→ Work to complete
Return every line of the data from the line containing "Every instance of the window" through the last line, inclusive, copied character for character.

* START *

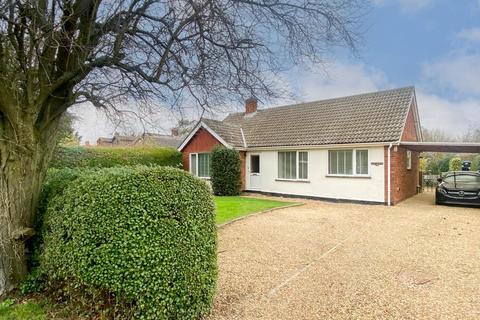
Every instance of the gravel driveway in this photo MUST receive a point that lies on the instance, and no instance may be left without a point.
(347, 261)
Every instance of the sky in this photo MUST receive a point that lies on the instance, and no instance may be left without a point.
(433, 45)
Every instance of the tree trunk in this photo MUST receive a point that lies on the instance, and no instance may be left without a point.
(24, 157)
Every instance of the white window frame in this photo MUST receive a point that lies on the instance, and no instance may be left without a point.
(297, 165)
(196, 164)
(354, 163)
(409, 160)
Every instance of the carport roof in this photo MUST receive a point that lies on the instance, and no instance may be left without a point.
(460, 147)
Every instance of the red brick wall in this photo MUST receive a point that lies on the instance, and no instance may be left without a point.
(203, 141)
(403, 182)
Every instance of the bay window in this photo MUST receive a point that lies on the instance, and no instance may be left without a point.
(348, 162)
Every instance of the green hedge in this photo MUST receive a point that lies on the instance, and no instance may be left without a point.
(106, 157)
(55, 183)
(225, 173)
(144, 235)
(476, 163)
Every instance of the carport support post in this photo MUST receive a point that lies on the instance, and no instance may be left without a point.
(389, 188)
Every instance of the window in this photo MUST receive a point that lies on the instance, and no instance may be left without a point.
(193, 164)
(287, 168)
(362, 162)
(200, 164)
(204, 165)
(290, 168)
(409, 159)
(342, 162)
(303, 165)
(254, 164)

* END *

→ Task solution
Every instance of the window in this photo MUST receive a point that lies on the instance, and no instance may be left without a point.
(193, 164)
(287, 168)
(362, 162)
(200, 164)
(204, 165)
(290, 168)
(409, 159)
(342, 162)
(303, 165)
(254, 164)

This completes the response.